#### DATA TO PROCESS

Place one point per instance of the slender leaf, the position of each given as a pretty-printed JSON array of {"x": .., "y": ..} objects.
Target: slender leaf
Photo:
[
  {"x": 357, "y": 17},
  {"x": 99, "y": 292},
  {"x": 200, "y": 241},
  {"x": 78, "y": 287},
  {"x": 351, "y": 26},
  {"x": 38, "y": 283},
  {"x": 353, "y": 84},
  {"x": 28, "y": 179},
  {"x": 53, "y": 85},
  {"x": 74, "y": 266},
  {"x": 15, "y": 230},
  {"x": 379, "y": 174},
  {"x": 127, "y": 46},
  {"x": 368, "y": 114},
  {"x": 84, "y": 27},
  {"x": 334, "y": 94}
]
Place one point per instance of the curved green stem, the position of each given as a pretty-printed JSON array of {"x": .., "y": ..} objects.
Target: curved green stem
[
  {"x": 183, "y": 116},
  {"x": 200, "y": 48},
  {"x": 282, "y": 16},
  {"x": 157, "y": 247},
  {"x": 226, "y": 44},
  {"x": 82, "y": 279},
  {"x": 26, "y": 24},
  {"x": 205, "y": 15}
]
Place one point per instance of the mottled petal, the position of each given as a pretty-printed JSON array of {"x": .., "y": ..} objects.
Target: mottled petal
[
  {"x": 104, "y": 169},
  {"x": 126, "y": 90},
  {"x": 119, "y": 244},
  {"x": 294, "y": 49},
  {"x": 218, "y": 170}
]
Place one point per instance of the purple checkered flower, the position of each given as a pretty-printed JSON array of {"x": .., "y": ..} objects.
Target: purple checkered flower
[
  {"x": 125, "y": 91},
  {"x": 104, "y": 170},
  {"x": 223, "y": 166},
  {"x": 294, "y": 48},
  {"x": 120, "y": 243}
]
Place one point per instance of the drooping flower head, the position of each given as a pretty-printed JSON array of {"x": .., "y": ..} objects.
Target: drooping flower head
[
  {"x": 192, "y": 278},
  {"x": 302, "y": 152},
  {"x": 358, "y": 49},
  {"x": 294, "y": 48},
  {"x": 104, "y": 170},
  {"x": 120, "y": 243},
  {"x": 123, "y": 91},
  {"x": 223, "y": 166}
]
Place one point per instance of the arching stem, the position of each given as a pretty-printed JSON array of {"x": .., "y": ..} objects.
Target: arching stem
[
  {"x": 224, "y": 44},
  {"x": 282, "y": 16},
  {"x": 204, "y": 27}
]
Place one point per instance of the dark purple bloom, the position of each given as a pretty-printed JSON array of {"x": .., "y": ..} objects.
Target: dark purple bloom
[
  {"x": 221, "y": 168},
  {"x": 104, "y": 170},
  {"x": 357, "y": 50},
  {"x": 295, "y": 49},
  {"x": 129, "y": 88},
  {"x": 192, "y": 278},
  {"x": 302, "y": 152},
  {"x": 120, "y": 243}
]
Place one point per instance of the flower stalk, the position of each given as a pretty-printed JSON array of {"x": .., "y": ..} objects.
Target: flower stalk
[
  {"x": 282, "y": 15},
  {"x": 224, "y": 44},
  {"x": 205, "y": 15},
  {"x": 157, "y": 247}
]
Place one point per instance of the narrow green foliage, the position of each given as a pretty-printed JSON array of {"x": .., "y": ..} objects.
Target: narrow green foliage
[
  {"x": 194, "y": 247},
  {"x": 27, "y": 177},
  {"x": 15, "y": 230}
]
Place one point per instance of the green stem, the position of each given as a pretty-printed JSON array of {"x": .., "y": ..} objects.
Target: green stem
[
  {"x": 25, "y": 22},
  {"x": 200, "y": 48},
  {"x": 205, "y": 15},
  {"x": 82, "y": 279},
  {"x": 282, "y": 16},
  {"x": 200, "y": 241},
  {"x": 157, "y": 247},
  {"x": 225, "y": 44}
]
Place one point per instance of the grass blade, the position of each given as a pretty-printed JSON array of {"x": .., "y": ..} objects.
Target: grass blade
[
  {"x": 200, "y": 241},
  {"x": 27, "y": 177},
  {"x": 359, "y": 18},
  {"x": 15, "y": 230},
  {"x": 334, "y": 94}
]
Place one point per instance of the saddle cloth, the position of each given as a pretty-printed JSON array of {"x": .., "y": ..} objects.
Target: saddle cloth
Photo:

########

### WORK TO DO
Reproduce every one of the records above word for word, with no changes.

### THE OUTPUT
Place one point per instance of the slender leaf, the position of each given as a pretty-printed JSON array of {"x": .., "y": ..} objects.
Target: slender leaf
Photo:
[
  {"x": 357, "y": 17},
  {"x": 99, "y": 292},
  {"x": 200, "y": 241},
  {"x": 78, "y": 287},
  {"x": 351, "y": 26},
  {"x": 38, "y": 283},
  {"x": 353, "y": 84},
  {"x": 28, "y": 179},
  {"x": 53, "y": 85},
  {"x": 74, "y": 266},
  {"x": 15, "y": 230},
  {"x": 379, "y": 174},
  {"x": 127, "y": 46},
  {"x": 368, "y": 114},
  {"x": 84, "y": 27},
  {"x": 334, "y": 94}
]
Place one point per instance of the curved green stem, the position of each given as a pretty-printed JSON array of {"x": .., "y": ..} objects.
Target: curved green stem
[
  {"x": 183, "y": 116},
  {"x": 200, "y": 48},
  {"x": 282, "y": 16},
  {"x": 157, "y": 247},
  {"x": 226, "y": 44},
  {"x": 82, "y": 279},
  {"x": 26, "y": 24},
  {"x": 205, "y": 15}
]
Place one point per instance of the mottled petal, the position of each given as a pretty-printed JSON array of {"x": .., "y": ..} objects.
Target: mottled petal
[
  {"x": 104, "y": 169},
  {"x": 126, "y": 90},
  {"x": 119, "y": 244},
  {"x": 294, "y": 49},
  {"x": 218, "y": 170}
]
Place one point per instance of the purple checkered flower, the position of each given as a pretty-printed JSON array of {"x": .., "y": ..} objects.
Target: purple checkered flower
[
  {"x": 125, "y": 91},
  {"x": 104, "y": 170},
  {"x": 223, "y": 166},
  {"x": 294, "y": 48},
  {"x": 120, "y": 243}
]
Place one point per instance of the drooping flower head, the position of each given as a pretty-printed JSON array of {"x": .., "y": ..} objects.
Target: drooping flower head
[
  {"x": 192, "y": 278},
  {"x": 302, "y": 152},
  {"x": 358, "y": 49},
  {"x": 294, "y": 48},
  {"x": 104, "y": 170},
  {"x": 120, "y": 243},
  {"x": 123, "y": 91},
  {"x": 223, "y": 166}
]
Place one point per instance of the arching stem, the position of each given as a pretty-printed JSON array of {"x": .., "y": ..} objects.
Target: arching stem
[
  {"x": 224, "y": 44},
  {"x": 282, "y": 16},
  {"x": 204, "y": 27}
]
Place one point per instance of the dark purple bloom, the position of each given as a pretty-printed JSON array of {"x": .., "y": ..} objects.
Target: dark purple bloom
[
  {"x": 221, "y": 168},
  {"x": 104, "y": 170},
  {"x": 357, "y": 50},
  {"x": 295, "y": 49},
  {"x": 129, "y": 88},
  {"x": 192, "y": 278},
  {"x": 302, "y": 152},
  {"x": 120, "y": 243}
]
Place one point per instance of the flower stalk, the position of each given as a pretty-printed JSON array of {"x": .., "y": ..} objects.
Target: flower stalk
[
  {"x": 282, "y": 15},
  {"x": 224, "y": 44},
  {"x": 205, "y": 15},
  {"x": 157, "y": 247}
]
Place one point per instance of the narrow green foliage, the position of each given as a pretty-printed JSON array of {"x": .., "y": ..} objects.
Target: narrow green foliage
[
  {"x": 194, "y": 247},
  {"x": 27, "y": 177},
  {"x": 15, "y": 230}
]
Place one point per instance of the green stem, the position of each given as a pretty-printed JSON array of {"x": .., "y": ..} objects.
Target: green stem
[
  {"x": 25, "y": 22},
  {"x": 200, "y": 48},
  {"x": 205, "y": 15},
  {"x": 82, "y": 279},
  {"x": 282, "y": 16},
  {"x": 200, "y": 241},
  {"x": 157, "y": 247},
  {"x": 225, "y": 44}
]
Place one point per instance of the grass blade, the position of each given as a pretty-printed JSON array of {"x": .., "y": ..} objects.
Target: grass blade
[
  {"x": 200, "y": 241},
  {"x": 27, "y": 177},
  {"x": 359, "y": 18},
  {"x": 15, "y": 230},
  {"x": 334, "y": 94}
]
Place one point per instance of the saddle cloth, the position of each given as a pretty-printed JSON array of {"x": .., "y": ..} objects.
Target: saddle cloth
Photo:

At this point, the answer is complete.